Using the information
**1)** Rewrite the text on Emily's clinical research career from "Traditionally, patients could" to "its staunchest advocates.", switching "PRA" to "the company".
**2)** Answer these questions about the text on Emily's clinical research career:
(a) Since what year has Emily served in the Biometrics organization?
(b) What is her current title?
(c) Which wearable devices does the text give as examples?
**3)** Continue the text on Emily's clinical research career from where it stops.

Passage
This began Emily’s career journey into the world of clinical research. Working for a small CRO allowed her to learn and experience hands-on most every role within a CRO. This provided her with end-to-end visibility of the entire drug development continuum and a comprehensive, intimate understanding of the inner workings of clinical research and all related roles and functions. This knowledge, experience, and expertise would take her far.
Wearing it Well
Emily’s journey of caring for patients and touching lives would lead her to PRA Health Sciences. PRA’s Biometrics department delivers world-class services for clients on a global scale, from development through to market. Biometrics is a team of professionals with specialized therapeutic expertise that helps clients design and collect clinical trial data, and helps them analyze and understand this data in order to make critical project decisions for both small- and large-scale clinical studies. Emily has been a trusted leader in the Biometrics organization and has served in a number of essential roles since 2013. She is currently Executive Director in Biometrics, leading the Biometrics team’s digital and technology strategy in incorporating innovative, cutting-edge technology solutions in clinical trials.
One thing about Emily—she’s always looking for the easy way to do things.
But that’s not a slight on her ambition or her work ethic at all. From the very beginning of her career, Emily has been passionate about treating and caring for patients. She works incredibly hard to make it easier for patients to take part in clinical trials.
Traditionally, patients could find themselves in a difficult position when participating in trials. It’s common to hear patients, who are often feeling bad and extremely tired, talk about the burden these trials can have on their life, both physically and mentally. Today, through innovation and modern technology, there is a patient-friendly way to fully and accurately conduct trials without the burdens of participation, and PRA is leading the way. With her expertise and her compassion for patients, Emily is one of its staunchest advocates.
Wearable devices such as activity trackers and sensors allow patients to participate in a trial literally from the comfort and convenience of their own home. Tests and tasks that were previously limited to a physician’s office or clinical site can now be performed virtually.

Provided data
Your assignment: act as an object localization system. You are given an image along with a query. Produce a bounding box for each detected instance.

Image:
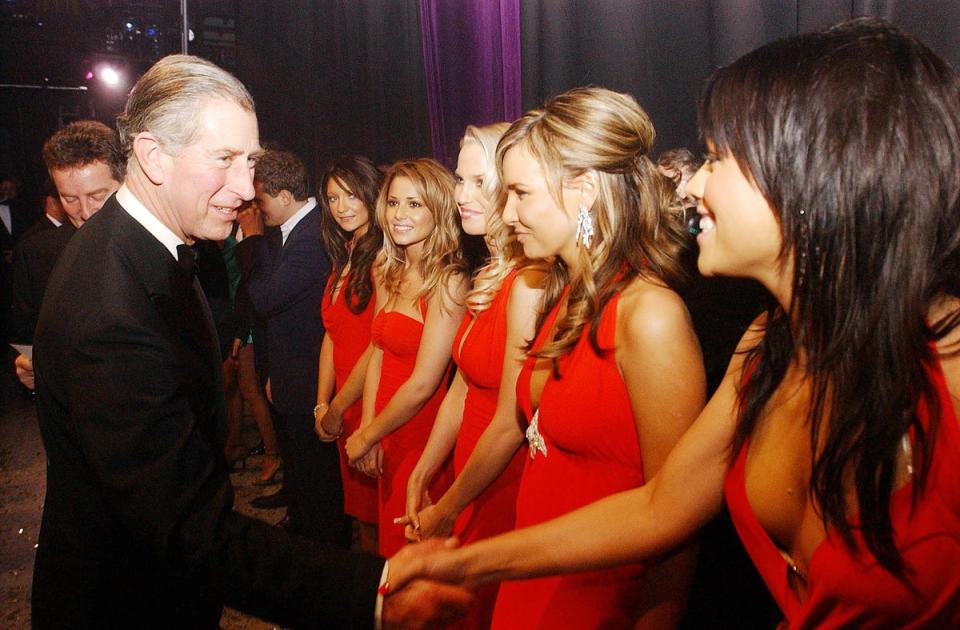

Results
**1)**
Traditionally, patients could find themselves in a difficult position when participating in trials. It’s common to hear patients, who are often feeling bad and extremely tired, talk about the burden these trials can have on their life, both physically and mentally. Today, through innovation and modern technology, there is a patient-friendly way to fully and accurately conduct trials without the burdens of participation, and the company is leading the way. With her expertise and her compassion for patients, Emily is one of its staunchest advocates.

**2)**
(a) 2013
(b) Executive Director in Biometrics
(c) Activity trackers and sensors

**3)**
State-of-the-art wearable technology collects raw patient data in real-time, and allows healthcare professionals to continuously monitor symptoms and vital signs such as heart rate, respiratory data, exercise, and movement levels, all while patients go about their daily routines. The real-time data reporting and alerts also allow researchers to identify potential risks and spot any red flags early on and rapidly intervene if needed.
“Getting data from wearables earlier gives a better signal detection for what’s really going on with these patients,” Emily says. “The physician can see that patients are struggling, and intervene earlier, instead of reaching the stage where patients have a significant adverse event and jeopardize their safety in the long run.”
Emily was instrumental in PRA’s revolutionary partnership with healthcare giant Janssen Pharmaceuticals, launching the historic first-ever drug approval trial using a completely decentralized, mobile design in early 2020. Previous mobile trials had been observational and had no drug intervention. As the world’s first fully virtual trial to support approval of a new drug indication, patients using smart, wearable technology participated entirely from home, without ever having to go to the hospital or attend a doctor’s appointment.
A Palpable Energy
PRA is leading the way in transforming clinical research and making clinical trials more accessible for all patients through technology-focused and innovative approaches to research.
With leaders like Emily at the forefront, an exciting future awaits. She has made an impact on countless lives throughout her career with a pioneering spirit and an energy that comes, not from splitting atoms, but from a true passion for delivering life-saving treatments to patients, free from burdens and inconveniences.